▶ _TASK DIRECTIONS_: Copy the records below line for line, leaving every character unchanged.

**** RECORDS FOR PROCESSING

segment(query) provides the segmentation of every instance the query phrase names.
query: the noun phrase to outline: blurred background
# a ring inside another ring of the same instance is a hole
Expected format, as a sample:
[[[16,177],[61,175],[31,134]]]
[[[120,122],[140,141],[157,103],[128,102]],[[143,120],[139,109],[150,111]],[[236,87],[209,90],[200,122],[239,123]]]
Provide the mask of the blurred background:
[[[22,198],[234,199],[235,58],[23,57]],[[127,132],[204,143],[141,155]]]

********

▶ _OUTPUT OF THE TASK_:
segment(query) provides the segmentation of every instance the query phrase names.
query: the noun phrase to outline: blurred background
# a ring inside another ring of the same instance is a hole
Expected format, as a sample:
[[[16,177],[61,175],[31,134]]]
[[[120,122],[140,141],[157,103],[128,102]],[[143,120],[139,109],[150,111]],[[236,87],[209,90],[200,122],[239,123]]]
Provide the mask of the blurred background:
[[[22,198],[234,199],[235,58],[23,57]],[[127,132],[204,143],[141,155]]]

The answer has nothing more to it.